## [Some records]
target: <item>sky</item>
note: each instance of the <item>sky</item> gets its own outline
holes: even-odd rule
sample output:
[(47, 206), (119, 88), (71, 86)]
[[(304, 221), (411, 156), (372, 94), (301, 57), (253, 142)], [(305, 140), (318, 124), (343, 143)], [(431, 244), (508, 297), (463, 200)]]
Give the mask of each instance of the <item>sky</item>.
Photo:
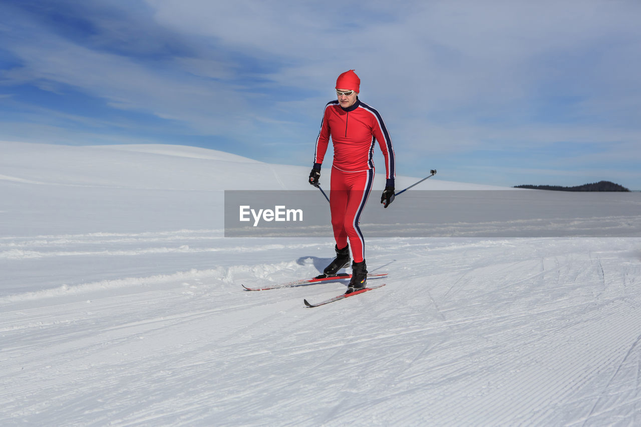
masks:
[(638, 0), (0, 0), (0, 140), (311, 168), (354, 69), (399, 175), (641, 190), (640, 21)]

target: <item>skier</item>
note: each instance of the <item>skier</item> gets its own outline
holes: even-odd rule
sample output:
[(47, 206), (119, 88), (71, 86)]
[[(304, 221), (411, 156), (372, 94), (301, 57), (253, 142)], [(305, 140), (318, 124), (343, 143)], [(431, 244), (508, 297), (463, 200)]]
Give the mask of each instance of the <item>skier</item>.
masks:
[(323, 272), (327, 276), (335, 274), (349, 265), (351, 245), (352, 278), (347, 294), (364, 288), (367, 278), (365, 240), (358, 222), (372, 189), (374, 173), (372, 155), (377, 140), (385, 157), (387, 178), (381, 203), (387, 208), (394, 199), (395, 171), (392, 140), (378, 112), (358, 99), (360, 87), (360, 79), (354, 70), (338, 76), (336, 81), (337, 99), (325, 106), (309, 178), (310, 184), (319, 186), (320, 166), (331, 137), (334, 160), (329, 208), (336, 240), (336, 258)]

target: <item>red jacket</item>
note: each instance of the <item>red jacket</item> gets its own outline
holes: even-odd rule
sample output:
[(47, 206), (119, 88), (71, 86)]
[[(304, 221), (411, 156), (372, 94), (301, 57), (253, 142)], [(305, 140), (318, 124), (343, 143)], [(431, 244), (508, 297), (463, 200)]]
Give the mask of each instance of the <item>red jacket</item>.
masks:
[(374, 141), (378, 140), (385, 159), (385, 178), (395, 177), (392, 139), (381, 115), (369, 105), (358, 99), (347, 108), (340, 106), (337, 100), (328, 103), (316, 139), (317, 169), (322, 163), (330, 136), (334, 144), (334, 167), (347, 172), (372, 169)]

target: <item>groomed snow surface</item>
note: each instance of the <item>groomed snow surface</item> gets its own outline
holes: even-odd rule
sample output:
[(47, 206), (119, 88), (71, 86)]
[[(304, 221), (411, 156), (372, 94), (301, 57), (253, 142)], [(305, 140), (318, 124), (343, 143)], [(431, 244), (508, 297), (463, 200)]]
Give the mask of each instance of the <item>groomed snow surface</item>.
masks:
[(222, 230), (223, 190), (308, 189), (308, 168), (0, 152), (1, 425), (641, 425), (641, 233), (370, 239), (387, 286), (309, 308), (344, 281), (241, 285), (318, 274), (331, 236)]

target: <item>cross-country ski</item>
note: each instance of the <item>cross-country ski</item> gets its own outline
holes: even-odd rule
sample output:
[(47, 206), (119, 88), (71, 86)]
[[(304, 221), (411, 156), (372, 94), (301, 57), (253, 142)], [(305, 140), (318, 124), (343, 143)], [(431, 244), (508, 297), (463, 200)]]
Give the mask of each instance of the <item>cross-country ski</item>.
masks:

## [What to work on]
Copy all of the material above line for line, leaving out the pictures.

## [Response to this task]
target: <item>sky</item>
note: each instance of the <item>sky</item> gets its own outline
holes: even-odd rule
sample output:
[(47, 206), (119, 88), (71, 86)]
[[(304, 221), (411, 156), (372, 94), (301, 57), (253, 142)], [(305, 140), (318, 124), (343, 143)], [(431, 244), (508, 297), (463, 200)]]
Give the mask of each instance of the <item>sky</item>.
Photo:
masks:
[(638, 0), (0, 0), (0, 140), (311, 168), (354, 69), (399, 175), (641, 190), (640, 21)]

target: <item>skier</item>
note: each instance of the <item>skier</item> gets its own outline
holes: even-odd rule
sample output:
[(47, 206), (119, 88), (71, 86)]
[[(304, 221), (411, 156), (372, 94), (301, 57), (253, 142)], [(305, 140), (318, 124), (343, 143)], [(431, 244), (508, 297), (463, 200)]]
Give the mask of each instance of the <item>skier</item>.
masks:
[(323, 272), (327, 276), (335, 274), (349, 265), (351, 245), (352, 278), (347, 294), (364, 288), (367, 278), (365, 240), (358, 222), (372, 189), (374, 173), (372, 155), (377, 140), (385, 157), (387, 178), (381, 203), (387, 208), (394, 199), (395, 171), (392, 140), (378, 112), (358, 99), (360, 87), (360, 79), (354, 70), (338, 76), (336, 81), (337, 99), (325, 106), (309, 178), (310, 184), (319, 186), (320, 166), (331, 137), (334, 160), (329, 208), (336, 240), (336, 258)]

target: <item>red jacket</item>
note: each instance of the <item>red jacket</item> gets its own outline
holes: even-odd rule
sample output:
[(47, 206), (119, 88), (71, 86)]
[[(304, 221), (411, 156), (372, 94), (301, 57), (253, 142)], [(305, 140), (318, 124), (343, 143)], [(431, 244), (508, 297), (463, 200)]]
Give the mask of each instance of the <item>red jacket</item>.
masks:
[(374, 141), (378, 140), (385, 159), (385, 178), (395, 177), (392, 139), (381, 115), (369, 105), (358, 99), (347, 108), (340, 106), (337, 100), (328, 103), (316, 139), (317, 169), (322, 163), (330, 136), (334, 144), (334, 167), (347, 172), (372, 169)]

target: <item>groomed snow surface</item>
note: each instance of the <item>groomed snow surface</item> gets its own outline
holes: even-odd rule
sample output:
[(47, 206), (119, 88), (71, 86)]
[[(304, 221), (411, 156), (372, 94), (301, 57), (253, 142)], [(305, 140), (318, 124), (343, 143)], [(431, 244), (508, 297), (463, 200)]]
Give the mask of each instance of the <item>groomed snow surface</item>.
masks:
[(222, 230), (223, 190), (308, 189), (308, 168), (0, 152), (1, 425), (641, 425), (641, 233), (370, 239), (387, 286), (309, 308), (344, 281), (241, 285), (318, 274), (331, 236)]

target: <item>cross-country ski</item>
note: each instance of the <item>cross-country ski</item> gets its own outline
holes: even-odd rule
sample output:
[(47, 206), (119, 88), (71, 86)]
[[(304, 221), (411, 156), (372, 94), (301, 57), (253, 142)], [(305, 140), (318, 124), (343, 143)], [(431, 244), (508, 297), (463, 200)]]
Give the mask of each instance of the <item>cross-country ski</item>.
masks:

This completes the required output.